==== Trecho para leitura ====

Seguindo com o nosso projeto de leitura conjunta das obras dos principais estoicos romanos, concluímos a leitura do segundo livro, o Encheirídion ou Manual do filósofo Epicteto.
No livro anterior, "Sobre a brevidade da vida" (que já tem resenha aqui no blog), Sêneca nos fala que aquilo que temos de mais valioso é o tempo e por isso devemos ser cuidadosos e zelosos com ele.
Uma vida boa, uma vida bem vivida à moda estoica, para Sêneca nessa obra específica é uma vida não desperdiçada com emoções ruins, nos vícios, nas coisas que não importam.
Já no Manual , o tema central será outro. Para Epicteto , o que temos de mais caro é a nossa mente, os nossos pensamentos, pois são eles que determinam as nossas ações.

==== Trechos dos registros ====

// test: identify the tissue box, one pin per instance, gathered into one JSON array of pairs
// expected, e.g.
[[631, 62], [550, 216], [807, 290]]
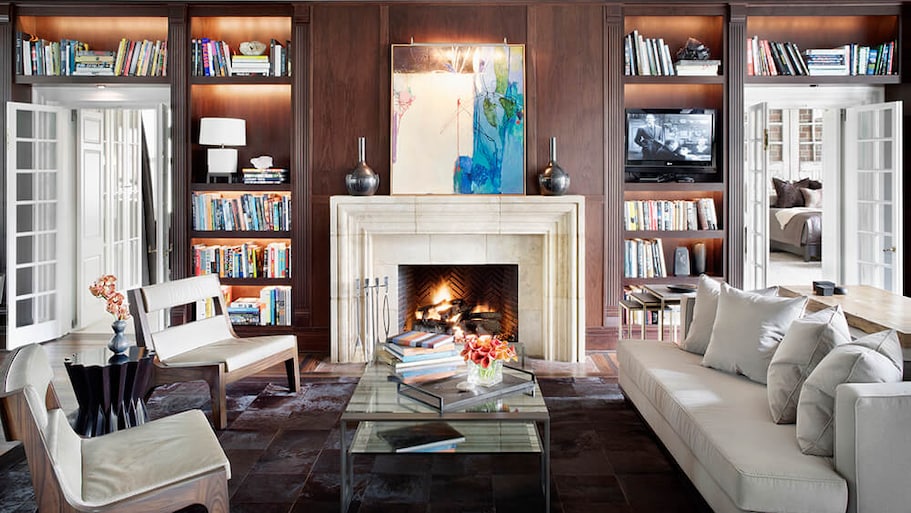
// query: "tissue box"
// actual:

====
==== Trechos dos registros ====

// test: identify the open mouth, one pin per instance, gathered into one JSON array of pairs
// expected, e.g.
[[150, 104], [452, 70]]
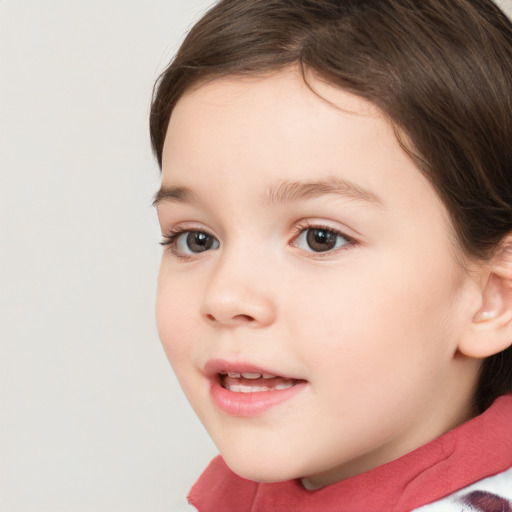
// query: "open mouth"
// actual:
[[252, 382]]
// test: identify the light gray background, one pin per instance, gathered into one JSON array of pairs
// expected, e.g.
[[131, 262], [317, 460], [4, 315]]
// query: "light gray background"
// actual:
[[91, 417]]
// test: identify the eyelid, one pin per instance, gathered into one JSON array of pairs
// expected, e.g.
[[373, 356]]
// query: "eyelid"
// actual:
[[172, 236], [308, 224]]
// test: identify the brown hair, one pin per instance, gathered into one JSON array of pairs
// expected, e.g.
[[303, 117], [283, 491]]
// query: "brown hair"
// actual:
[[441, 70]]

====
==== Trechos dos registros ====

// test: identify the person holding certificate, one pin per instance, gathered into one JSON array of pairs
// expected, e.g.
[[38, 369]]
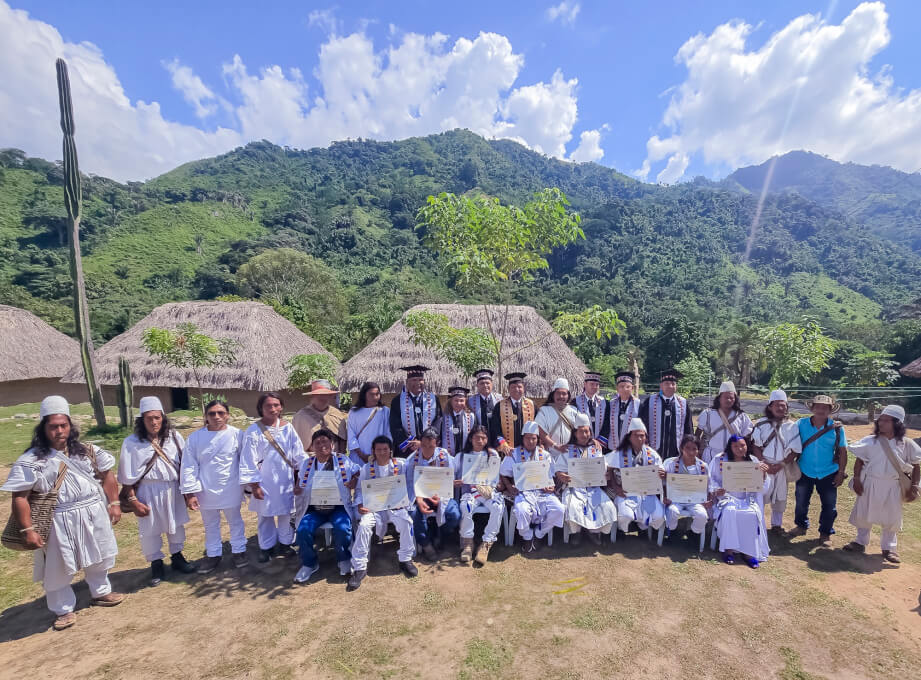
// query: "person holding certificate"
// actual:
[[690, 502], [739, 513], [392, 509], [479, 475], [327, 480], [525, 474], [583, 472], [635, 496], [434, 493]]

====

* Conjunto de tarefas:
- a) As afirmações a seguir estão de acordo com o texto sobre o Manual de Epicteto? (i) O Manual foi o segundo livro lido no projeto de leitura conjunta. (ii) Para Sêneca, aquilo que temos de mais valioso é a mente. (iii) Para Epicteto, os nossos pensamentos determinam as nossas ações. Responda sim ou não a cada uma e cite literalmente as palavras do texto que decidem a resposta.
- b) Reescreva como uma lista JSON de strings, uma para cada linha e sem linhas em branco, o trecho das linhas de dados que vai da linha com "the eyelid, one" até a linha com "[[441, 70]]", inclusive.
O texto e as linhas de dados não têm nenhuma relação entre si.

* Soluções completas:
- a)
(i) Sim: "concluímos a leitura do segundo livro, o Encheirídion ou Manual do filósofo Epicteto".
(ii) Não: "Sêneca nos fala que aquilo que temos de mais valioso é o tempo".
(iii) Sim: "pois são eles que determinam as nossas ações".

- b)
[
  "// test: identify the eyelid, one pin per instance, gathered into one JSON array of pairs",
  "// expected, e.g.",
  "[[373, 356]]",
  "// query: \"eyelid\"",
  "// actual:",
  "[[172, 236], [308, 224]]",
  "// test: identify the brown hair, one pin per instance, gathered into one JSON array of pairs",
  "// expected, e.g.",
  "[[303, 117], [283, 491]]",
  "// query: \"brown hair\"",
  "// actual:",
  "[[441, 70]]"
]